**Istruzioni:**
(A) Ricopia dalla recensione di Fear Inoculum il tratto che comincia con "Ci troviamo di" e prosegue fino a "quella di sempre.".
(B) Puoi proseguire la recensione di Fear Inoculum dopo la sua ultima frase?

**Brano:**

I Tool tornano con un nuovo lavoro dopo tredici anni di silenzio da 10.000 Days. Nessuno sapeva che sarebbe passato così tanto tempo per rivedere i quattro di Los Angeles lavorare a nuovo materiale.

Sarà stato un vuoto compositivo o l’esigenza di mandare avanti progetti paralleli, ma l’assenza dalle scene dei Tool si è sentita talmente tanto, che tra conferme e smentite, Fear Inoculum, risulta essere uno degli album più attesi del 2019, a quasi trent’anni dall’esordio.

Ci troviamo di fronte ad un disco ben prodotto, suonato alla grande; le cadenze ritmiche dei Tool sono subito riconoscibili, altrettanto le intenzioni progressive del gruppo: il lavoro del chitarrista Adam Jones è preciso e altamente tecnico, un piacere ascoltarlo.

Il disco parte con un gran ritmo, è la title track, lunga e in crescendo, alla Tool insomma, con la voce di Maynard James Keenan che dimostra subito di essere in grande forma. Nonostante i componenti siano tutti ormai sulla cinquantina, l’energia rimane quella di sempre.

**Elenco dati:**
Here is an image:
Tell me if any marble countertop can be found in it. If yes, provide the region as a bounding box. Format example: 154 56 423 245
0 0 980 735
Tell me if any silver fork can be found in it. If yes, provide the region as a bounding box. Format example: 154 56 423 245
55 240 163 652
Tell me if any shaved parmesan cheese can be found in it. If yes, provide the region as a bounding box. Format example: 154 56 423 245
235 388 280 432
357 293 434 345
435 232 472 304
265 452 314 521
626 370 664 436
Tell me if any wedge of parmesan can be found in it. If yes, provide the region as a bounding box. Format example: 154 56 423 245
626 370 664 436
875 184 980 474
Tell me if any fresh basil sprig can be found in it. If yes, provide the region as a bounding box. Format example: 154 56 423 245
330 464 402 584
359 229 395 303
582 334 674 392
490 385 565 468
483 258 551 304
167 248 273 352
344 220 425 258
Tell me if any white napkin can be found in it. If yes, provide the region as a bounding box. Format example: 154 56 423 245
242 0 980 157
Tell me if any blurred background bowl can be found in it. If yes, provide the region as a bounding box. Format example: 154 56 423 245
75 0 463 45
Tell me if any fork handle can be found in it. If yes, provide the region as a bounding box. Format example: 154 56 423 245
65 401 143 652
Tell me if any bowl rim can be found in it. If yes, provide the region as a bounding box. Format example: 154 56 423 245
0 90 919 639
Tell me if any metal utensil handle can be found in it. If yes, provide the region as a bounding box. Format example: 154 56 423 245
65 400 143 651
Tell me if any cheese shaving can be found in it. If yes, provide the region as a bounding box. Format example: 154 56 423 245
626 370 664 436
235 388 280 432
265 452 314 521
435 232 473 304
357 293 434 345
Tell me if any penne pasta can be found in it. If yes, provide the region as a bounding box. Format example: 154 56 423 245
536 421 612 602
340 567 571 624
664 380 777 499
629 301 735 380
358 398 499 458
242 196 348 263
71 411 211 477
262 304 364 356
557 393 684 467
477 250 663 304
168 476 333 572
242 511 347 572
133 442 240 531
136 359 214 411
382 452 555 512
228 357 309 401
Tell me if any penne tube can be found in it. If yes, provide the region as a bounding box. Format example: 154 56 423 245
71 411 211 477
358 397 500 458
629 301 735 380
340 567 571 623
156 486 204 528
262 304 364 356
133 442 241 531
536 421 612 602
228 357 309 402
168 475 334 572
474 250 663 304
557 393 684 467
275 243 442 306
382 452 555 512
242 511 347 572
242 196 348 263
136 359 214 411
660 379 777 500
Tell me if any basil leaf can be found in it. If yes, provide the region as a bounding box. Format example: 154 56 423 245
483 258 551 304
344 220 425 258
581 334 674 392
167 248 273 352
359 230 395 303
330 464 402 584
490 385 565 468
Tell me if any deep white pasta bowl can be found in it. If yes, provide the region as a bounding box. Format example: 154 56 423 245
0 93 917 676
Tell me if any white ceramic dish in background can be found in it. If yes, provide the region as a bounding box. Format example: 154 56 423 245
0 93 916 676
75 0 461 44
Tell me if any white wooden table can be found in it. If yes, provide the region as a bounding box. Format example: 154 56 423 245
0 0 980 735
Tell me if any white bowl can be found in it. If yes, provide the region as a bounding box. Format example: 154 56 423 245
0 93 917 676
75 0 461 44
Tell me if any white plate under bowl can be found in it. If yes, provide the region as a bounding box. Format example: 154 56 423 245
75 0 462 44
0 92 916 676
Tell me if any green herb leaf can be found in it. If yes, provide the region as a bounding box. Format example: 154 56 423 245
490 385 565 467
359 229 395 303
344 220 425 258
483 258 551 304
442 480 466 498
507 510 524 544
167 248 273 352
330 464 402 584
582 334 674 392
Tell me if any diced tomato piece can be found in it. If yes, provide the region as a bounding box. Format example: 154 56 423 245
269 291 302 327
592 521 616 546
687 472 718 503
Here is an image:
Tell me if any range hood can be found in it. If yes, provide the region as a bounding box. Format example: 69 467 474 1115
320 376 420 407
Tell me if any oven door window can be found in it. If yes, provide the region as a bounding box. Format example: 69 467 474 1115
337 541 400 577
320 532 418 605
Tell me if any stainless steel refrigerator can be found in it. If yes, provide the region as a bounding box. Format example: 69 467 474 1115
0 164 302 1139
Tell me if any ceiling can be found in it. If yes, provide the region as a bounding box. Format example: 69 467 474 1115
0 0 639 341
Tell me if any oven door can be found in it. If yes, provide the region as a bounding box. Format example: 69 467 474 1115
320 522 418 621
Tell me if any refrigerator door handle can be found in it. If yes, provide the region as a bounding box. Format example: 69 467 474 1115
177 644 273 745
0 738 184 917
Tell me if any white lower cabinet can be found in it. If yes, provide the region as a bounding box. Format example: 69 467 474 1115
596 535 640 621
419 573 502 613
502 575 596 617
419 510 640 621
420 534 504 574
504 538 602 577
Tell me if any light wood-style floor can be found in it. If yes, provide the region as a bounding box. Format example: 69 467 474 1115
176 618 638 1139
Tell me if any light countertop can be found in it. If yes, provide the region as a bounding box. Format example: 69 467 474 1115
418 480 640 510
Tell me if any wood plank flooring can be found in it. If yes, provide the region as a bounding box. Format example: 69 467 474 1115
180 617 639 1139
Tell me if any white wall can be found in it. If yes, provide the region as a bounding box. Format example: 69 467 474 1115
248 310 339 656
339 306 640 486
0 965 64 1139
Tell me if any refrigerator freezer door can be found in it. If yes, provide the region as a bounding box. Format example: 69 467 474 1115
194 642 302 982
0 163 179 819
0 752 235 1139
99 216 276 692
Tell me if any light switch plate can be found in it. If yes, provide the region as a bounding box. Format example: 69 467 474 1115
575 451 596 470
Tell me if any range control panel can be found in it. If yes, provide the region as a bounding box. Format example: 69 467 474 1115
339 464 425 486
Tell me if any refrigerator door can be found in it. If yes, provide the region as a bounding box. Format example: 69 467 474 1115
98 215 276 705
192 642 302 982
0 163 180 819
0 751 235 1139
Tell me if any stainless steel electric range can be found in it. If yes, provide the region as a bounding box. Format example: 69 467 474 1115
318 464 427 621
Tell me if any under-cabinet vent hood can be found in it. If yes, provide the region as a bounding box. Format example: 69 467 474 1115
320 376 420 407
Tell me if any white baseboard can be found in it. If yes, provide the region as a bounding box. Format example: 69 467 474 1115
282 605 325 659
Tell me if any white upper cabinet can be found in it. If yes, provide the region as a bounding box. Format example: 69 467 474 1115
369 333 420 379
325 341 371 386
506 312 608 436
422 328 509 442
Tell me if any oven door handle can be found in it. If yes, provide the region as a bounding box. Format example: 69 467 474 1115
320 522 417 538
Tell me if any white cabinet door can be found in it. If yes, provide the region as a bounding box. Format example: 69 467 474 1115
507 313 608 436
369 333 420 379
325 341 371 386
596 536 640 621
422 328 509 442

**Le risposte:**
(A)
Ci troviamo di fronte ad un disco ben prodotto, suonato alla grande; le cadenze ritmiche dei Tool sono subito riconoscibili, altrettanto le intenzioni progressive del gruppo: il lavoro del chitarrista Adam Jones è preciso e altamente tecnico, un piacere ascoltarlo.

Il disco parte con un gran ritmo, è la title track, lunga e in crescendo, alla Tool insomma, con la voce di Maynard James Keenan che dimostra subito di essere in grande forma. Nonostante i componenti siano tutti ormai sulla cinquantina, l’energia rimane quella di sempre.

(B)
Pneuma è il secondo pezzo: anche in questo caso si continua su tempi molto lunghi, molto lungo d’altronde è l’intero lavoro. Qui i ritmi sono più progressive rispetto a Fear Inoculum, ma il lavoro è sempre di livello; a volte sembra di ascoltare soluzioni zeppeliniane (in passato realizzarono una bellissima cover di No quarter). È facile chiudere gli occhi e rimanere avvolti nella trama psichedelica del brano: grande lavoro di Keenan e soci nel costruire queste splendide alchimie sonore.

La lezione art rock – progressive continua con Invincible e Descending, tecnica e innovazione, Tool in fase sperimentale: cavalcate in crescendo con chitarre elettriche a dettare l’andamento dei brani, ma anche trame create ad arte con i sinth che si incastrano perfettamente nella struttura dei pezzi.

Culling Voices rimane sugli stessi livelli, meraviglioso brano in crescendo, sempre oltre dieci i minuti, arpeggio di chitarra che, delicato nel disegnare melodie, pian piano carica il brano fino ad esplodere in un riff rabbioso che trasforma l’umore dell’intero pezzo.

Chocolate Chip Trip sembra proporsi come un brano di passaggio, è breve di durata rispetto al resto del lavoro (sempre oltre 4 minuti) e lascia riposare la chitarra di Jones, i suoni sintetici prendono il sopravvento e tutto si sviluppa attorno ad una ritmica quasi industriale.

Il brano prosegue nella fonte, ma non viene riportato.